═════ Text provided ═════
I know this time is surreal. I know it can feel like it’s never ending. It’s also a great time to use your uncomfortable feelings and direct that energy towards a purpose. Remember, you can have a million different purposes throughout your life depending on where your pain is coming from. When we find purpose in our pain, we remove ourselves from the victim’s seat, and become the victor. Our pain doesn’t have to be some empty dark hole that we continue to fall into. By finding purpose, we can propel through the pain.

The moral of the story is this: Finding purpose in pain allows us to be in the driver’s seat of our healing process. We may not always know what lies ahead, but seek solace in the fact that our hands are always the ones on the wheel. <3

The Other Side of Anxiety: What ALSO is…

When the outside world seems so uncertain, anxiety rears its ugly head. For those who already have underlying struggles with anxiety, it seems almost unmanageable. I wish I could say you’re the only one. I wish I could say I don’t know how you feel. Both would be a lie.

Living my entire life with OCD (which is usually accompanied by anxiety), I’ve learned coping strategies when times like these hit. No, it’s not easy. No, it isn’t a one size fits all. However, there’s a common denominator amongst us anxiety warriors. We focus on the WHAT IF, and only ONE SIDE of the WHAT IS. But what about the “other side”? The what ALSO IS. Allow me to explain…

Given the current emotional chaos that COVID-19 has caused, let’s use it as my first example. This may trigger anxiety, but try to trust me with where I’m going with it. For many of us, we’re afraid that we might get the virus, and furthermore…die from it. We’re afraid for our loved ones getting sick as well. Understandable? Of course. Because of our anxiety, we are focusing on the WHAT IF, and ONE SIDE of the WHAT IS that exists – people are getting sick and, yes, some are dying.

You want to know what ALSO is?

I have an extended family member (that I am not living with) that tested positive for COVID-19. Guess what? She’s alive, and on her way to recovery – as are many others. As I write this article, there are a total of 103,321 cases in the US, and 1,668 deaths (CDC.gov). So, clearly there are many infected who are also surviving the virus. Anxiety doesn’t want to focus on that, because it doesn’t affirm our fears – and that’s how anxiety thrives. So, it’s critical to not leave out the “What ALSO is”.
═════
_Tasks to carry out:_
1. In the anxiety passage, what condition does the writer say they have lived with their entire life?
2. Write the next paragraph of the anxiety passage, picking up after its final sentence.
═════ Dataset records ═════
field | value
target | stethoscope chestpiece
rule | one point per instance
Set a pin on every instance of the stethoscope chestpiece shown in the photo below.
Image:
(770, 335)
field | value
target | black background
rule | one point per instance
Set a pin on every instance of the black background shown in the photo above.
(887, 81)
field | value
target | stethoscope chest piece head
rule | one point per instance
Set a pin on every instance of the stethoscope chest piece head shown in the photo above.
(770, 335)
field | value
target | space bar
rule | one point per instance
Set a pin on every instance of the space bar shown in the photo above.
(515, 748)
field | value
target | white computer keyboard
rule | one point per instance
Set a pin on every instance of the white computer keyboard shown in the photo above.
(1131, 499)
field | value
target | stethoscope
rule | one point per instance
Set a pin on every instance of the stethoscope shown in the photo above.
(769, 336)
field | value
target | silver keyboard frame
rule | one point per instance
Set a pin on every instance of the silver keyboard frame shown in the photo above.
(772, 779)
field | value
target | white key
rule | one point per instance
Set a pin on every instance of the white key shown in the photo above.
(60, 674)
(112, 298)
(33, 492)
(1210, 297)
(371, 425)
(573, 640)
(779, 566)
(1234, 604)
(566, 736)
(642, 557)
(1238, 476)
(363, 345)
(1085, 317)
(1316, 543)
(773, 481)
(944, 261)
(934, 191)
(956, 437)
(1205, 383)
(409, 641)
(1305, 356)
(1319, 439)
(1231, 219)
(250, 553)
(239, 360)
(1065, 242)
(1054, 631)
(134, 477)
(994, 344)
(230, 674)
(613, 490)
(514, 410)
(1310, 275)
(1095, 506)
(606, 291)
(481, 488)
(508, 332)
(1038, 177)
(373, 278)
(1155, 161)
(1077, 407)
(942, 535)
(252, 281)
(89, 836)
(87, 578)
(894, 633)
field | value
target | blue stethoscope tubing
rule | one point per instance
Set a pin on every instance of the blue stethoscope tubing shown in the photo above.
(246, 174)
═════
_Set of answers:_
1. OCD.

2.
Now, let’s talk cancer – another fear of many. Self disclosure – it’s one of my triggers. My anxiety focuses on death, chemo, side effects, financial stress of being out of work, etc. Is any of that valid? Yup! But you know what ALSO IS? The fact that I have several friends and family members who have cancer, and are functioning. I know people who have gone through chemo, and somehow managed to ALSO get through their days – some even stayed at work. Most of those who I know who have had cancer, survived it and are still cancer-free. Anxiety won’t focus on that, though. It’s not scary enough. I mean, how can our brains protect us from what COULD happen, if we are only focusing on what actually IS happening? (rhetorical and massively sarcastic).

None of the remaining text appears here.